BEGIN Document section
Historic district in Alabama, United States

The Battles Wharf Historic District comprises a portion of Battles Wharf, Alabama, United States, between Mobile Bay and U.S. Route 98. The area, also called Battles, is a narrow stretch of bayfront with long, deep lots accessible by shell-paved lanes. Houses in the area date from about 1842 to the present day, and are in a distinctive wood-frame cottage style with tall windows and broad porches. Many houses feature so-called "rain porches," deep shed-roofed screened porches attached to the main house and elevated on short masonry piers. The district includes 14 contributing structures and two non-contributing structures. The properties are linked by a public footpath that serves as a thoroughfare. The district has principally functioned as a summer retreat for residents of Mobile, Alabama.

The area was originally called Dadeville after the Robert Dade family who settled there in 1849. A resort hotel had been established in 1822 at Point Clear and the high shoreline overlooking Mobile Bay became a popular retreat. Several hotels were built in the 19th century. By the early 20th century the area had a school, a post office, an orphanage, several churches and two hotels. At about this time it became known as Battles, after the Battles family bought much of the property. The area declined from 1927 after a causeway was built across the bay to Mobile, taking traffic from the community.
END Document section
BEGIN Recorded information
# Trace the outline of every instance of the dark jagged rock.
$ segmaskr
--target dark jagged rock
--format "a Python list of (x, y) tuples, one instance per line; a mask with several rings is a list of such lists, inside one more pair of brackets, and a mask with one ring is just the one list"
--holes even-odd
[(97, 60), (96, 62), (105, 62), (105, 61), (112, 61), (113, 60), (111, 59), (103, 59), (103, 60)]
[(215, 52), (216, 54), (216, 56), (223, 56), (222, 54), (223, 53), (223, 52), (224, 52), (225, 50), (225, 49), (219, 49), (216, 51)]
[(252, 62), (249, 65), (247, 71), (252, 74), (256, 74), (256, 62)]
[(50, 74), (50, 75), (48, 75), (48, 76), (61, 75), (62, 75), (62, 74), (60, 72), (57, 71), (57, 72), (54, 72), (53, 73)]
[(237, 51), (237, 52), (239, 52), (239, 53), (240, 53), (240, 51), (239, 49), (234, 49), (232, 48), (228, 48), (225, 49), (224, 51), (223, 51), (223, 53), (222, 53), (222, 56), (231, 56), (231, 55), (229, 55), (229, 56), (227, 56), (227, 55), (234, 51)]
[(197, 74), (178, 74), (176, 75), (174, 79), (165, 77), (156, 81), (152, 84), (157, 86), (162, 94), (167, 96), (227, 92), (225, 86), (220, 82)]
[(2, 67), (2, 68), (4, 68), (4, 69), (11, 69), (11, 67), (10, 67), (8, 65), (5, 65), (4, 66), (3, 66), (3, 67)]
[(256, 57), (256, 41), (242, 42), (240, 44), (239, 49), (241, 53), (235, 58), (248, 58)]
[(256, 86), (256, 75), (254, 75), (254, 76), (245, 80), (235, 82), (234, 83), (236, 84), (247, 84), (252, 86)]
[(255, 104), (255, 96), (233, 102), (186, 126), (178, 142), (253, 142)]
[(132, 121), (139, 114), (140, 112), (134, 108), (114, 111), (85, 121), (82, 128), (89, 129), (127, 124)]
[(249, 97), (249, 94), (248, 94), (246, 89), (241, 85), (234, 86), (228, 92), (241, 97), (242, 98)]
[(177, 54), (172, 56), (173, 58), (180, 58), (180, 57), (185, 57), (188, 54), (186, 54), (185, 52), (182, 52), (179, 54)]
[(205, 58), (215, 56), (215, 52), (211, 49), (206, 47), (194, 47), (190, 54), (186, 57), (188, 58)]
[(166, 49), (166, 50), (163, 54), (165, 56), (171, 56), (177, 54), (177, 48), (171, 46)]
END Recorded information
Prompt 1:
Why did the Battles area decline after 1927, according to the Battles Wharf Historic District text? Answer in one to three sentences.
Prompt 2:
Copy out a portion of the Battles Wharf Historic District text. Begin at the words "The area was" and stop after "from the community.".

Answer 1:
The area declined from 1927 because a causeway was built across the bay to Mobile, and it took traffic away from the community.

Answer 2:
The area was originally called Dadeville after the Robert Dade family who settled there in 1849. A resort hotel had been established in 1822 at Point Clear and the high shoreline overlooking Mobile Bay became a popular retreat. Several hotels were built in the 19th century. By the early 20th century the area had a school, a post office, an orphanage, several churches and two hotels. At about this time it became known as Battles, after the Battles family bought much of the property. The area declined from 1927 after a causeway was built across the bay to Mobile, taking traffic from the community.